··· ENTRIES SUPPLIED ···
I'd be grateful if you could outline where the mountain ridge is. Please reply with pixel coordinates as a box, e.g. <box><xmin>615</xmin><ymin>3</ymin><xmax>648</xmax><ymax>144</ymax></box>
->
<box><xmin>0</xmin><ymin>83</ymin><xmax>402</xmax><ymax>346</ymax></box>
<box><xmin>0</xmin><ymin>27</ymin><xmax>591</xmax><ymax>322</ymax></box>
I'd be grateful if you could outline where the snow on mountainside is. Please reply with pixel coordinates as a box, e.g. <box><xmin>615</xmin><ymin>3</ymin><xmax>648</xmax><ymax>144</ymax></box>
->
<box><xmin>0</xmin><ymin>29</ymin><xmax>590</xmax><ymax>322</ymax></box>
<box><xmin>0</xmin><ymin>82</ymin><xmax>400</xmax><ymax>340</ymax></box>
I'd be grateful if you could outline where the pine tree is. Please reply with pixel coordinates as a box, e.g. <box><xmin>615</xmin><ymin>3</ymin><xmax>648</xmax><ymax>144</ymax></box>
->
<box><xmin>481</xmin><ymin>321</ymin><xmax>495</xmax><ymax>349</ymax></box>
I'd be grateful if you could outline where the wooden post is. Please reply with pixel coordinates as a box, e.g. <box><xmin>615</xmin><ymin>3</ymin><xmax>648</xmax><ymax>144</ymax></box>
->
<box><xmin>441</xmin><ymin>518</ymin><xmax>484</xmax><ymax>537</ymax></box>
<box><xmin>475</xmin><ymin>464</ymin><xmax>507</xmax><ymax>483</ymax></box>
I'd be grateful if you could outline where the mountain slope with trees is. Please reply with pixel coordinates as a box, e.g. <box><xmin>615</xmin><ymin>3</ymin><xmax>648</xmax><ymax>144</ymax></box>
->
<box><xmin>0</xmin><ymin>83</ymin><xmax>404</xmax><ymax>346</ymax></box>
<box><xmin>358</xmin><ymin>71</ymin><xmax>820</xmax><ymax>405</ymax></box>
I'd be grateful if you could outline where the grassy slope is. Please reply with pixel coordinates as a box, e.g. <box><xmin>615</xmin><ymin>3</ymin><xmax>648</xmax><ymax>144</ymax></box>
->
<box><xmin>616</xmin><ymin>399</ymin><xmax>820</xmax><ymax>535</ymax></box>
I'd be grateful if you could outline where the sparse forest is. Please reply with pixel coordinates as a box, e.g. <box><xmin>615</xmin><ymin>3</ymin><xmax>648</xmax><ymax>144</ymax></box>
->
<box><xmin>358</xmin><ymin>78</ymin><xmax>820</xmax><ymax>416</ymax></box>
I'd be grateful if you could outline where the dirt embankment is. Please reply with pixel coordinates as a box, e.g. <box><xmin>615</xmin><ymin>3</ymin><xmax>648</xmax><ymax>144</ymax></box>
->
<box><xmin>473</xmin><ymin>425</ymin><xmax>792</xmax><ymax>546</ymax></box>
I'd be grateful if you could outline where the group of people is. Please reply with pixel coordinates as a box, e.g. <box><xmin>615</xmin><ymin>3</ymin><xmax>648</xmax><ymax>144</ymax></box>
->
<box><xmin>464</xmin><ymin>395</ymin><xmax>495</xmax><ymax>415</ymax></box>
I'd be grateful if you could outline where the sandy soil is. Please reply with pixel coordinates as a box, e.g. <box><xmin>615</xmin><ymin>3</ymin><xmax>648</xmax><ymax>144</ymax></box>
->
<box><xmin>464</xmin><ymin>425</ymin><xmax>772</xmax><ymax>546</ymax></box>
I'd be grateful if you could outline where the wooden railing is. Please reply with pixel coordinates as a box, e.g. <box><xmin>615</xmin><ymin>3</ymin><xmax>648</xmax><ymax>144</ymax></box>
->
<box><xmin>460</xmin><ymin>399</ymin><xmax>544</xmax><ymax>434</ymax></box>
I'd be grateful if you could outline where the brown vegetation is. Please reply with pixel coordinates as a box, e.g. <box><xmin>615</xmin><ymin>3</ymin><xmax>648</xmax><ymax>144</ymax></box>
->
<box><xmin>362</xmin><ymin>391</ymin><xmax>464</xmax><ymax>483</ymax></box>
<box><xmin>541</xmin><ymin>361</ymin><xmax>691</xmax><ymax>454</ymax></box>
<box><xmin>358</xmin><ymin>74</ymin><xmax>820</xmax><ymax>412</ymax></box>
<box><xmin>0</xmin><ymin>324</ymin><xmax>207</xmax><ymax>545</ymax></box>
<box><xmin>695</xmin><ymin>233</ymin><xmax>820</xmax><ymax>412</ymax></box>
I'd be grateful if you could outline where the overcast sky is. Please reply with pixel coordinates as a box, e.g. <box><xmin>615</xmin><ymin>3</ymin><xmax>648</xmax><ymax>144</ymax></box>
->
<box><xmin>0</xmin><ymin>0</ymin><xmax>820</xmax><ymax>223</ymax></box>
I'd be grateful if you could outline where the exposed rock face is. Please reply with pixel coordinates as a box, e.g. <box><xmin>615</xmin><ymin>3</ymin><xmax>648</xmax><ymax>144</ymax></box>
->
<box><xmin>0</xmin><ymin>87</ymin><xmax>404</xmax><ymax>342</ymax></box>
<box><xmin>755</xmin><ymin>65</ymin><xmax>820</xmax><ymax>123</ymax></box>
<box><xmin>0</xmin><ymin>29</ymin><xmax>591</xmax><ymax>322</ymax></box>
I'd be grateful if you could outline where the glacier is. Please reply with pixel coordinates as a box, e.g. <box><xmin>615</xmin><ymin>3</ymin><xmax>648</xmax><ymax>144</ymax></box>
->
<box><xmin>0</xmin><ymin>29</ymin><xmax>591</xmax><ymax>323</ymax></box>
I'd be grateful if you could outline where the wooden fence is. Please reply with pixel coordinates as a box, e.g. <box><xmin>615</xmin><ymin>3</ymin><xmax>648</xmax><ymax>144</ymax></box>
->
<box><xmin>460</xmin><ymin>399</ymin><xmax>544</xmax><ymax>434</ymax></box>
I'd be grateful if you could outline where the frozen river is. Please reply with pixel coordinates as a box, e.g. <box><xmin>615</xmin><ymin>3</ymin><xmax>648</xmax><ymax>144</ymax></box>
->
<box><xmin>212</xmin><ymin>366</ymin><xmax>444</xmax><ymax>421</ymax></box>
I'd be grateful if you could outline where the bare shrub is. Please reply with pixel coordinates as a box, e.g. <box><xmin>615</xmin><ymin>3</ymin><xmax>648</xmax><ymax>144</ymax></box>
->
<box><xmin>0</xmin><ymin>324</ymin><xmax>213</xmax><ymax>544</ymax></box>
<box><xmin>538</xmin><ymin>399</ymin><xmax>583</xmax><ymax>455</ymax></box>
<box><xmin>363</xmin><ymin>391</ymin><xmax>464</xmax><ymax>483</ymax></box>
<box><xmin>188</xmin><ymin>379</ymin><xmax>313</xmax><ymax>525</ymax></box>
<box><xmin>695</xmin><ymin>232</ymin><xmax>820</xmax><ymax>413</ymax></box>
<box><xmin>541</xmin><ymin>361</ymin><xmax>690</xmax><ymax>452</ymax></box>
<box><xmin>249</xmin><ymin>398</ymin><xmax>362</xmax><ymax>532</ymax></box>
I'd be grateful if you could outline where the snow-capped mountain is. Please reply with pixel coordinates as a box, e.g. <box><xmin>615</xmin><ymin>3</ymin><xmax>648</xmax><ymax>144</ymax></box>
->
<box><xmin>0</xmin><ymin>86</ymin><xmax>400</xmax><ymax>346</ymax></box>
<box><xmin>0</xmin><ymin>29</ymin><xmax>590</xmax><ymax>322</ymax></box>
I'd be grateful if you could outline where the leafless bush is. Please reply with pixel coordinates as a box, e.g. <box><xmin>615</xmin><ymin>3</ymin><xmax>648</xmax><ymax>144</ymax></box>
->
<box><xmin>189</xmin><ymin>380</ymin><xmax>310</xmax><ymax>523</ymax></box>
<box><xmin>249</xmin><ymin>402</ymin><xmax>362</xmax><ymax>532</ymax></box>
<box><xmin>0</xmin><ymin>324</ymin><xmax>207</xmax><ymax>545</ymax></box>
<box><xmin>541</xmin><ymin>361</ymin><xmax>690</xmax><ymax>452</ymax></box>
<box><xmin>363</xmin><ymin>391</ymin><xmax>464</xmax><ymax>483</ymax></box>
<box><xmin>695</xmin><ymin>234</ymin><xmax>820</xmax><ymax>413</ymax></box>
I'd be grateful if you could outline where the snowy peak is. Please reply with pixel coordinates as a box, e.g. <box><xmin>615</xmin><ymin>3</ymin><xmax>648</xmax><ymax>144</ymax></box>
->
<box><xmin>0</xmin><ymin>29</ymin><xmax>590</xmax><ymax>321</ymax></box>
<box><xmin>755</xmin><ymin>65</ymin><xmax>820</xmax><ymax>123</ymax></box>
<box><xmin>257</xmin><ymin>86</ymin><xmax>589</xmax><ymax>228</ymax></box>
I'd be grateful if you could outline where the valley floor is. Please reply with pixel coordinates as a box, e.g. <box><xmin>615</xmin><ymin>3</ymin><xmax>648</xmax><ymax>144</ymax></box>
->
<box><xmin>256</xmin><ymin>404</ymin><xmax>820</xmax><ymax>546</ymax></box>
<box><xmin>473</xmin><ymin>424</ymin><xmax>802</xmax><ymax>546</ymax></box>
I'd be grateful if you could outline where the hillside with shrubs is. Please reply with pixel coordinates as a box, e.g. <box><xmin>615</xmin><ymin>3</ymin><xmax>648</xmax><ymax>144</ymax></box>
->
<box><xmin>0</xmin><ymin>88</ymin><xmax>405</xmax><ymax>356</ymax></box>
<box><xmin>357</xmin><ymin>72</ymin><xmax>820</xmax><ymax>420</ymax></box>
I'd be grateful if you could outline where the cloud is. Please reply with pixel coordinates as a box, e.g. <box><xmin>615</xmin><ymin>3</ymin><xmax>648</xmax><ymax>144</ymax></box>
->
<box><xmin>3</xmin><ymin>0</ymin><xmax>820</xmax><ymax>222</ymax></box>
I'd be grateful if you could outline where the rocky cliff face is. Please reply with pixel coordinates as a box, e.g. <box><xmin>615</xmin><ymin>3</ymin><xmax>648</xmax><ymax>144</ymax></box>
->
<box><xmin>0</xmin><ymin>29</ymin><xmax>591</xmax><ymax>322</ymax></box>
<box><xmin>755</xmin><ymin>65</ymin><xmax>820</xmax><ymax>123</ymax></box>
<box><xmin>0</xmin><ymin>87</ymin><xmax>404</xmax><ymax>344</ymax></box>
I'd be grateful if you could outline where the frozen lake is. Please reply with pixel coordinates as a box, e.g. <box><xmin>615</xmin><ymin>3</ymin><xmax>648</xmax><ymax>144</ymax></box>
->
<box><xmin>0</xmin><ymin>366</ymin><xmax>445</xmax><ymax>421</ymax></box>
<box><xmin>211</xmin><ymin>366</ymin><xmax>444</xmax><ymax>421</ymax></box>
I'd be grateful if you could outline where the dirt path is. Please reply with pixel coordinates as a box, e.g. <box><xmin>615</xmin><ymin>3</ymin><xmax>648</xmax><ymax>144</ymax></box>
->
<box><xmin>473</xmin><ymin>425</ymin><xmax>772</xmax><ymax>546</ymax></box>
···
== STATED TASK ==
Repeat, without changes, the stretch of the items from the line containing "I'd be grateful if you could outline where the dirt path" through the end of the items.

== RESPONSE BELOW ==
I'd be grateful if you could outline where the dirt path is. Please reply with pixel coordinates as a box, e.g. <box><xmin>615</xmin><ymin>3</ymin><xmax>648</xmax><ymax>144</ymax></box>
->
<box><xmin>473</xmin><ymin>425</ymin><xmax>772</xmax><ymax>546</ymax></box>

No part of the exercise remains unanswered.